━━ Selected text ━━

Monday, March 9, 2015

No Cut On Sleeves

After I finished the New Look 6273 jacket, I wanted to try the simple top. Just because. To see what happened because it looked like a simple canvas for trying all sorts of ideas. Perhaps a T & T in the making. There are three pieces: a front and a left and right back. The center back seam is utilized to leave an opening at the neck for getting the top on and off but it's not necessary. The neck is wide enough without it so the back could be cut on fold leaving only two pieces.



 


Two pieces on my body is rarely a good thing. I have too many curves that two pieces cannot curve around without some darts or shaping. There are no darts. There is no shaping. It tried it anyway. The sleeve is cut on and the armhole is too low for my petite sizing. As you can see above right, the excess bunched up horribly under the arm and - along with no shoulder seam - made me look frumpy.





I added "no cut on sleeves" to my checklist and then used another pattern to trace the armhole for a sleeveless top onto the front and back pattern pieces and then redrew that line to raise the underarm an inch and then...

━━━

Requirements: Rewrite everything in the sewing post from "Monday, March 9, 2015" down to "only two pieces.", putting "dress" in place of "jacket".

━━ Source data ━━

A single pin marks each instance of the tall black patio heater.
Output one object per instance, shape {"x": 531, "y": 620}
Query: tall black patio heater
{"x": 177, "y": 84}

━━━

Complete answer:
Monday, March 9, 2015

No Cut On Sleeves

After I finished the New Look 6273 dress, I wanted to try the simple top. Just because. To see what happened because it looked like a simple canvas for trying all sorts of ideas. Perhaps a T & T in the making. There are three pieces: a front and a left and right back. The center back seam is utilized to leave an opening at the neck for getting the top on and off but it's not necessary. The neck is wide enough without it so the back could be cut on fold leaving only two pieces.